Exercise task: Put the listing below into a Markdown table with the columns Row and Line, one row per line, numbered in order. Begin at its first line, go on through the line containing "(402, 100), (611, 215)", and omit blank lines.

Raw records:
** BEGIN **

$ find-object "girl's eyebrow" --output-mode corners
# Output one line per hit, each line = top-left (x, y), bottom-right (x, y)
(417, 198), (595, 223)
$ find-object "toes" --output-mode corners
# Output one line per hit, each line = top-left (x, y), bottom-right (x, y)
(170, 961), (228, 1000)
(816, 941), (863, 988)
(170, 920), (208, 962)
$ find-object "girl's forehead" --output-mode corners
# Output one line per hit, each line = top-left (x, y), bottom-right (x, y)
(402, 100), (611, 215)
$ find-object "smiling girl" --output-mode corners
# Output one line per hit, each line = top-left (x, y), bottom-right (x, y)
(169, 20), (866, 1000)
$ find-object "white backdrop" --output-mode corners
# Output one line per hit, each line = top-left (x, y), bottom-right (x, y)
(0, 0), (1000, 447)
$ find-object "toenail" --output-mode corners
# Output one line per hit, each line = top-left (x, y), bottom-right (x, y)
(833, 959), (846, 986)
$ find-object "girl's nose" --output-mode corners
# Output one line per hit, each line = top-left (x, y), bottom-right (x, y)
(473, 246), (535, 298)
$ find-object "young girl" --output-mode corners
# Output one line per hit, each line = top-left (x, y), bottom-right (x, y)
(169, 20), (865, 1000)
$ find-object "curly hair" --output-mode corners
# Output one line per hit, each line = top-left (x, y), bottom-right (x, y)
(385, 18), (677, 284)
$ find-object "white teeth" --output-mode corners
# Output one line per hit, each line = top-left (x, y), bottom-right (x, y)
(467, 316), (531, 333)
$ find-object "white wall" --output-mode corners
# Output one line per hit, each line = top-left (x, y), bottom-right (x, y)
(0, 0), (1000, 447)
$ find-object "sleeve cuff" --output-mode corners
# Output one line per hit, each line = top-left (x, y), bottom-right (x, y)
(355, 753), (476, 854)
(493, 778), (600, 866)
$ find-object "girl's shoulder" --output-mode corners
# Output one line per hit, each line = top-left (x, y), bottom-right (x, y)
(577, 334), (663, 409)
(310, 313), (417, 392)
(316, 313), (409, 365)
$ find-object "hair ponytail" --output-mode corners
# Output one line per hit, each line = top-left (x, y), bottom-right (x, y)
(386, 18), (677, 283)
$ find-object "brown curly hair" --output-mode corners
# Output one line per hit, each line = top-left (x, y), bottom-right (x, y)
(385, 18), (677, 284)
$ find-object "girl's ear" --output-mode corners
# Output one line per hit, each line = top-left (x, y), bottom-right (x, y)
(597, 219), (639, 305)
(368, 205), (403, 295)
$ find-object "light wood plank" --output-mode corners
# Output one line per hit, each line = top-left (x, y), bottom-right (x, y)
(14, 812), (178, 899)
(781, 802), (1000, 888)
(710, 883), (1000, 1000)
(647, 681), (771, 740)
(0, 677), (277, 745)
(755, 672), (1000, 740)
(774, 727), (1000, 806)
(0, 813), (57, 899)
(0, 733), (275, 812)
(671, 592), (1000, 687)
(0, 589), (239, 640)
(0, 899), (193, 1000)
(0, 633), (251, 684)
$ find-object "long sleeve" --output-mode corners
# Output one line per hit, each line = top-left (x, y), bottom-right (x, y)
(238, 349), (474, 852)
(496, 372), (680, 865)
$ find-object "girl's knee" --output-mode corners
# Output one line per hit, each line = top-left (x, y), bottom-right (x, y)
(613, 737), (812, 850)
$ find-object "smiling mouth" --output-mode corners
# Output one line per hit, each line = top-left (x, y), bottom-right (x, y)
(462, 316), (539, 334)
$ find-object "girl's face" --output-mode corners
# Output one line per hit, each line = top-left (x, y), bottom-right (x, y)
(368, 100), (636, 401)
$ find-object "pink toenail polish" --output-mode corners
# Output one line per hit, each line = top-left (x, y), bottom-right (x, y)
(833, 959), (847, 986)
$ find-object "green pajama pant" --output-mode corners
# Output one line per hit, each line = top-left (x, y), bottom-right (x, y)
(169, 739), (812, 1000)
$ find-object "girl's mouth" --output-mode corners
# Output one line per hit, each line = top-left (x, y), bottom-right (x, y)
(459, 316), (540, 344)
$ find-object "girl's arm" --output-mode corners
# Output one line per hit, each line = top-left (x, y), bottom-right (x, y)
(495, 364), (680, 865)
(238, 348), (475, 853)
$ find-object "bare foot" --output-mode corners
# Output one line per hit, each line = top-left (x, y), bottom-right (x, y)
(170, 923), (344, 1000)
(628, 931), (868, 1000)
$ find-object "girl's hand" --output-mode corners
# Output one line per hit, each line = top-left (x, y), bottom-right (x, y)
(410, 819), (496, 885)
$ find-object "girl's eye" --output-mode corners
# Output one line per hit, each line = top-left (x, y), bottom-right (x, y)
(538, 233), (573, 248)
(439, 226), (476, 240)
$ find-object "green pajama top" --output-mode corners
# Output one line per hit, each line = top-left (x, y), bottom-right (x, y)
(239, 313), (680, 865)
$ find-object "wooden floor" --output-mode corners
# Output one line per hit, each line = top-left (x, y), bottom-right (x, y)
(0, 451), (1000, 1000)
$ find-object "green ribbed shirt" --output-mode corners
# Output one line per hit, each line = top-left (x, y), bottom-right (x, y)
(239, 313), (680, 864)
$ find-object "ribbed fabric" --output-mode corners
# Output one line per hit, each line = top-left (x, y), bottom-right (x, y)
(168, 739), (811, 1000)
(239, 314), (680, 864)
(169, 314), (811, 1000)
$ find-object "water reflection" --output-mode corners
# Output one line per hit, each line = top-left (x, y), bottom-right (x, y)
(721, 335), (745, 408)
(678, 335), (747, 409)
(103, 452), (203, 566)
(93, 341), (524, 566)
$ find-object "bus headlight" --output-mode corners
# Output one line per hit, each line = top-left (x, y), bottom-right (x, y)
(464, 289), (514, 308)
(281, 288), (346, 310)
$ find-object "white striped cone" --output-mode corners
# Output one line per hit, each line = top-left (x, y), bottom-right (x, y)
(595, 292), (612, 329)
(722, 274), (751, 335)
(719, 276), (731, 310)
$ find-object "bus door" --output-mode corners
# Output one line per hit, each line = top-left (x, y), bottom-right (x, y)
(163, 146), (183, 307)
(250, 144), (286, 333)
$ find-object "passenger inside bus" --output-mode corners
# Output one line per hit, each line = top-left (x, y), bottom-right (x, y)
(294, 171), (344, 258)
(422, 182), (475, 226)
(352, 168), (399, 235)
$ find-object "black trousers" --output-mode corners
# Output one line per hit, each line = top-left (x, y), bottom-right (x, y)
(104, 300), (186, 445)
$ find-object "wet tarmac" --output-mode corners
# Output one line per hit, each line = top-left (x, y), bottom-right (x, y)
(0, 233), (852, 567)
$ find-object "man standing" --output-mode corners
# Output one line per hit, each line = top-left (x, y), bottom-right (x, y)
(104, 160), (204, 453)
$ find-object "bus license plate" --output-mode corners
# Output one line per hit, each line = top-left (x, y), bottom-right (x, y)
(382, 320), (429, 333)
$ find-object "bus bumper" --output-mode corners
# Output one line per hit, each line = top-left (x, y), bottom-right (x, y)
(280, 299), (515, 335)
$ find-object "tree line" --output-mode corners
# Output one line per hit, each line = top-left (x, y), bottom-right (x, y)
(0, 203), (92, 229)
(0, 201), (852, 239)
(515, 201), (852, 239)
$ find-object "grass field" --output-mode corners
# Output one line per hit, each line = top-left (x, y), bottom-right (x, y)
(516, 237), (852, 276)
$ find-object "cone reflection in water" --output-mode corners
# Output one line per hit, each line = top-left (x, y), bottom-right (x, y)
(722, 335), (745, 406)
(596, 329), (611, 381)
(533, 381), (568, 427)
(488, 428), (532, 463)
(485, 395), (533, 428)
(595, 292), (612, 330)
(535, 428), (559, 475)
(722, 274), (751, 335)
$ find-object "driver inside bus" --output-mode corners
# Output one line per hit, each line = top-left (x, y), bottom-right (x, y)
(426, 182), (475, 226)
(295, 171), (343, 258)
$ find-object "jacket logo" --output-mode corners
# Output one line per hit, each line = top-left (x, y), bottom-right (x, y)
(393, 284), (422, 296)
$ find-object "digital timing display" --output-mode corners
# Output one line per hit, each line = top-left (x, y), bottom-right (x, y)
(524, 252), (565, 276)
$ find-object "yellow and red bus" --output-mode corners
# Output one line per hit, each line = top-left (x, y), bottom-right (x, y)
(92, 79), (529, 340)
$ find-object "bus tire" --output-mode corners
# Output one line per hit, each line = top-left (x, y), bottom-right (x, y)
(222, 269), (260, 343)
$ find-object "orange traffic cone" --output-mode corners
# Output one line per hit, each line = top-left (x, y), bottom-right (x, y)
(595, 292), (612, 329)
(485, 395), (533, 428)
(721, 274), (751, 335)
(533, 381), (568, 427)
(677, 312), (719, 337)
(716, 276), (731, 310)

** END **

Output for this exercise:
| Row | Line |
|---|---|
| 1 | $ find-object "girl's eyebrow" --output-mode corners |
| 2 | # Output one line per hit, each line = top-left (x, y), bottom-right (x, y) |
| 3 | (417, 198), (595, 223) |
| 4 | $ find-object "toes" --output-mode corners |
| 5 | # Output one line per hit, each line = top-left (x, y), bottom-right (x, y) |
| 6 | (170, 961), (228, 1000) |
| 7 | (816, 941), (863, 988) |
| 8 | (170, 920), (208, 962) |
| 9 | $ find-object "girl's forehead" --output-mode corners |
| 10 | # Output one line per hit, each line = top-left (x, y), bottom-right (x, y) |
| 11 | (402, 100), (611, 215) |